- _PAGE EXTRACT_:

-*-

Let’s face it, most of the time we aren’t reaching for that chocolate bar because we’re ravenous. Emotional eating takes on many forms and can have negative effects on your physical and mental wellbeing.
But not only does it not actually make us feel better in the long run, it can also lead to weight gain and a feeling of being out of control.
Getting a handle on something emotional isn’t always easy though and try as we might, after a bad day at work or a Saturday evening with nothing to do, it feels like a losing battle to try and stay away from the biscuit jar.
This doesn’t mean that you can’t break the cycle though and so we’ve enlisted the help of Dr Ben Kelly, Head of Preventative Medicine at Nuffield Health to give us his top tips for recognising and avoiding emotional eating.
Recognise the signs
Ask yourself one question before reaching for that snack – ‘Am I really hungry?’. To be sure, wait for 20 minutes and drink a glass of water to see how you feel. Sometimes, our body can mistake feelings of thirst for hunger.
Emotional hunger comes on suddenly in response to a situation, it makes you crave specific comfort food (often high in calories) and isn’t satisfied once you’re full. It can also lead to feelings of regret, guilt or shame, creating a vicious circle of eating to feel better.
Be mindful of how you are feeling when you think you want to eat something; are you bored, sad, stressed, or upset? You may find it useful to keep a food diary, jotting down not only what you eat, but how you feel beforehand. If you are snacking in response to negative feelings, it’s likely that you’re eating emotionally.
Identify your emotional eating triggers
By tracking your eating patterns, you will notice when you may be eating to help control your emotions. The next step is to work out why you’re feeling this way in the first place.
For example; are you feeling hungrier during or after a bad day at work? This could be down to stress, as when it becomes chronic, your body releases high levels of cortisol which triggers cravings for unhealthy food. Sometimes, simply finding the cause of your feelings can prevent you from acting without thinking.
Once you know what circumstances are triggering your emotional eating, you can take positive steps to break the cycle.

-*-

- _DATA FOR REVIEW_:
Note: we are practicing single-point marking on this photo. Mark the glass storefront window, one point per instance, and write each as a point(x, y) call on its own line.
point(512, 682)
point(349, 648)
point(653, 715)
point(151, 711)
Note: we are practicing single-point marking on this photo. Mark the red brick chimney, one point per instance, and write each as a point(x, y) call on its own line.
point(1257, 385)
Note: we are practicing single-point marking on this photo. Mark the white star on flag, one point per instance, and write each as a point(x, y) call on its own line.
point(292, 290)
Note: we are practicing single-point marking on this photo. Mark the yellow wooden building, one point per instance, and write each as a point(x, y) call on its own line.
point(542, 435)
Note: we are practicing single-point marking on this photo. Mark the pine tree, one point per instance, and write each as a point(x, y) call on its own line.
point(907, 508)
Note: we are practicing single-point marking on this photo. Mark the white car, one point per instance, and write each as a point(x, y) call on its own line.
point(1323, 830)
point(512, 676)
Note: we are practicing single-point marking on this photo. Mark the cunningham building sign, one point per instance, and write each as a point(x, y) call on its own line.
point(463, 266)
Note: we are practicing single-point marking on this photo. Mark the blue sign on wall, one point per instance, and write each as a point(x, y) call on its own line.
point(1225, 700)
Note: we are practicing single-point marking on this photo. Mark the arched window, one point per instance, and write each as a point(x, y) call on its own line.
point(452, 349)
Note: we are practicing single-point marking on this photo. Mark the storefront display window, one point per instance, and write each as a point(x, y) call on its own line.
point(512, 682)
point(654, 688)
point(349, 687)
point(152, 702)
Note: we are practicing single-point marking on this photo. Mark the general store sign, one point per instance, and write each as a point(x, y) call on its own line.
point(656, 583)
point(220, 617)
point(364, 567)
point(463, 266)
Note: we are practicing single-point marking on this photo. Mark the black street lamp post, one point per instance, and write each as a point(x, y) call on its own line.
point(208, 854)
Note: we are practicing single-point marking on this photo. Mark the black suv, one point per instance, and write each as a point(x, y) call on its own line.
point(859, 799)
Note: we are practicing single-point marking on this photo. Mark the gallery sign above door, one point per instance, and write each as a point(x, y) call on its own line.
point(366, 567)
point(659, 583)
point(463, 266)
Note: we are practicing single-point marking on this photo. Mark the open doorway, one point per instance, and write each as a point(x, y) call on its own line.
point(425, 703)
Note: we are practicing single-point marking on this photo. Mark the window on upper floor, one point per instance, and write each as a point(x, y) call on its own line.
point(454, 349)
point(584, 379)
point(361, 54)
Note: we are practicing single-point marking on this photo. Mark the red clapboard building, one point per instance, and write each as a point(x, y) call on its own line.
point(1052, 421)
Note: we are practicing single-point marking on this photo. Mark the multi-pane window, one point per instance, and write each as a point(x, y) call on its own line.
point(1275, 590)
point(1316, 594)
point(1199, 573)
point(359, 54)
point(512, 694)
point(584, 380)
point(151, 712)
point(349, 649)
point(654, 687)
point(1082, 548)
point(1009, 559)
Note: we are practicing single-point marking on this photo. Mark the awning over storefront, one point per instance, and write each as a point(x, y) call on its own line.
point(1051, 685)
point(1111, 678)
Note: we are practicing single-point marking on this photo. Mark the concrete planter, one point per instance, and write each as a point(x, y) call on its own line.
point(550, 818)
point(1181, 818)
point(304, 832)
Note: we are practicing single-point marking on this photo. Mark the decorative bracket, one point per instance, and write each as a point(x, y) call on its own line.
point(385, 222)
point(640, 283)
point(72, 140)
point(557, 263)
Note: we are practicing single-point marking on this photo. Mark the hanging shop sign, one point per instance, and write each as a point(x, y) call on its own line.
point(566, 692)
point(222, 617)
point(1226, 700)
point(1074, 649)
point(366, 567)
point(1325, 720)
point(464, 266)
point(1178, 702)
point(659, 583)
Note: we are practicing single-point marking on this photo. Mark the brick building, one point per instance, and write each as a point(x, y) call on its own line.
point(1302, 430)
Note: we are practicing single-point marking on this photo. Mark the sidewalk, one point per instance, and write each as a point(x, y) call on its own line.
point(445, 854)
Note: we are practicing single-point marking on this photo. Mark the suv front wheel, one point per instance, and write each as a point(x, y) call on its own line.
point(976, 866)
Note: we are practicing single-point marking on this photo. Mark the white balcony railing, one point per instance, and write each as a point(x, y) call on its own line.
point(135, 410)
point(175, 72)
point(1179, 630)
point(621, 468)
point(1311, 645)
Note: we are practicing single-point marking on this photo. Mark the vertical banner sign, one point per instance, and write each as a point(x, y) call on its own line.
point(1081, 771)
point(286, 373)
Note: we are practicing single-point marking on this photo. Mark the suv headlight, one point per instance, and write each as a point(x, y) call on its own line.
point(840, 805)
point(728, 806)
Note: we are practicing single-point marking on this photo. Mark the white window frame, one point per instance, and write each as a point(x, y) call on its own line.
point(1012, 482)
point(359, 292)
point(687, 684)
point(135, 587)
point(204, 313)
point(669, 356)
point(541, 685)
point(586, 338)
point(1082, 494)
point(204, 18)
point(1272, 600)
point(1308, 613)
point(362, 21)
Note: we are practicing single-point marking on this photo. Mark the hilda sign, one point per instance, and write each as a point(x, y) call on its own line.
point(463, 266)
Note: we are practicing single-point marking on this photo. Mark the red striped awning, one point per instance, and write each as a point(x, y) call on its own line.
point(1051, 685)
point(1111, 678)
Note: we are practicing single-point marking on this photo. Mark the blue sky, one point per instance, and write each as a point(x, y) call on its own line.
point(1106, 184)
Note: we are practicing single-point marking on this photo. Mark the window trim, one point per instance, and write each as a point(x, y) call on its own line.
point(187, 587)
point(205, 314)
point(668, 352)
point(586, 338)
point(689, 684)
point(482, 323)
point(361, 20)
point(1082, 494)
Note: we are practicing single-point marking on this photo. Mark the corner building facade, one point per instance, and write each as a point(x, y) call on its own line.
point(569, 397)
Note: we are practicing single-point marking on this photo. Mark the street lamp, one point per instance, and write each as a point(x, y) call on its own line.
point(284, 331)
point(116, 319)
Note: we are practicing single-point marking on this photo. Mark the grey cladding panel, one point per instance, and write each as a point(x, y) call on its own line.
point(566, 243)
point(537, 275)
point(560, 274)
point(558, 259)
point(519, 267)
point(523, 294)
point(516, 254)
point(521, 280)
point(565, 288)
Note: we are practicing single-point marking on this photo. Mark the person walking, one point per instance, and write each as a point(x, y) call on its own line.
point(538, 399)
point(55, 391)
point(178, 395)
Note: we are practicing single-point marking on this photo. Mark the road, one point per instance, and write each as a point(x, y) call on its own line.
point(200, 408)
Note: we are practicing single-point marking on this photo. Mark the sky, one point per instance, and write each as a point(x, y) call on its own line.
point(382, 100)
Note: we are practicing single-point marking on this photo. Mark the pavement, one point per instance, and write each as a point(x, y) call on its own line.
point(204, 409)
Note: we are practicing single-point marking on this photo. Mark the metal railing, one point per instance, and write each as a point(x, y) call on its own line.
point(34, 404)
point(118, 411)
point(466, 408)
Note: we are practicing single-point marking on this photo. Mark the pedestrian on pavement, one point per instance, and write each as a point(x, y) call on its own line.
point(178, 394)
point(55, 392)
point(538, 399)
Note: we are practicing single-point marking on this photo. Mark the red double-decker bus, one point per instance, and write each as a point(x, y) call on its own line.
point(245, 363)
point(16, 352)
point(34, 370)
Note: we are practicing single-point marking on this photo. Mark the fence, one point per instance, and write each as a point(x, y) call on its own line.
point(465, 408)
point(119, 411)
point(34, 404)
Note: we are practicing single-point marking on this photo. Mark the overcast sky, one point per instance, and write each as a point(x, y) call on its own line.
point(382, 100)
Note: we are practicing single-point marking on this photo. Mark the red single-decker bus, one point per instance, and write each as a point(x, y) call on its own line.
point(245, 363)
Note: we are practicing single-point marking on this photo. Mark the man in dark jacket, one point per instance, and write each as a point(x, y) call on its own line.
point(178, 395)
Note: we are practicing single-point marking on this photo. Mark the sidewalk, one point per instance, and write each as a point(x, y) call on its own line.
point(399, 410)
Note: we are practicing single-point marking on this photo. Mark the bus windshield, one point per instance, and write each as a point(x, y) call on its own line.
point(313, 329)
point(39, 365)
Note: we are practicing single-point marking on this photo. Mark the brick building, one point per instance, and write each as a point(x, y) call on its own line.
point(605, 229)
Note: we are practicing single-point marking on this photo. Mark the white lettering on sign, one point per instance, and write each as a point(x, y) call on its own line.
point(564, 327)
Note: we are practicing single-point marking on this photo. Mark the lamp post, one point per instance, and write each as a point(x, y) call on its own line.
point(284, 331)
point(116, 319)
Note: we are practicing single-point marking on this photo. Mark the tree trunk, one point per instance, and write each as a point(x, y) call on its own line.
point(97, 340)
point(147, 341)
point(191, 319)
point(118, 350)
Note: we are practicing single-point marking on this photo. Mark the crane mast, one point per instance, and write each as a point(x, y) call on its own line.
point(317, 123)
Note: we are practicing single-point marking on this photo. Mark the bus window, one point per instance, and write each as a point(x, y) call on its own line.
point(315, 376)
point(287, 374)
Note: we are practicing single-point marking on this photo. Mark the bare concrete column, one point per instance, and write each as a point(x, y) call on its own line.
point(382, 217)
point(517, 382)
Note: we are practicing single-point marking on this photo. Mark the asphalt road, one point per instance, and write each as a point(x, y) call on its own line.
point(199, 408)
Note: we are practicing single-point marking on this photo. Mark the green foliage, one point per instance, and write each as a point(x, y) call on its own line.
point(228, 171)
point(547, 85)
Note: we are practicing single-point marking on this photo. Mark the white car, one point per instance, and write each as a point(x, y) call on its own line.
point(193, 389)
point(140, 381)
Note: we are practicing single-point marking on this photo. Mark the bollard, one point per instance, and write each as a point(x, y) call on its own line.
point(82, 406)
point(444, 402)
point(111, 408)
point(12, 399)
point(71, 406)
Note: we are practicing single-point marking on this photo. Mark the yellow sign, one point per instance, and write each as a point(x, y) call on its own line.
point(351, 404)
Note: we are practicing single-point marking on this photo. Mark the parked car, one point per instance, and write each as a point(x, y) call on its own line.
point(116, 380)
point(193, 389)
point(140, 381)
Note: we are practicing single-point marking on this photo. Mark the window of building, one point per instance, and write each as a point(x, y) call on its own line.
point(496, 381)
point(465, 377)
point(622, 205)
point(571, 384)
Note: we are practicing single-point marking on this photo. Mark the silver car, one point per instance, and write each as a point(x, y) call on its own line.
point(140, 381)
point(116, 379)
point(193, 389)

-*-

Please turn the paragraph in the emotional eating text that begins "Emotional hunger comes on suddenly" into a short bulleted list that keeps its main facts.

- _RESULT_:
- Emotional hunger comes on suddenly, in response to a situation.
- It makes you crave specific comfort food, often high in calories.
- It isn't satisfied once you're full.
- It can lead to regret, guilt or shame, creating a vicious circle of eating to feel better.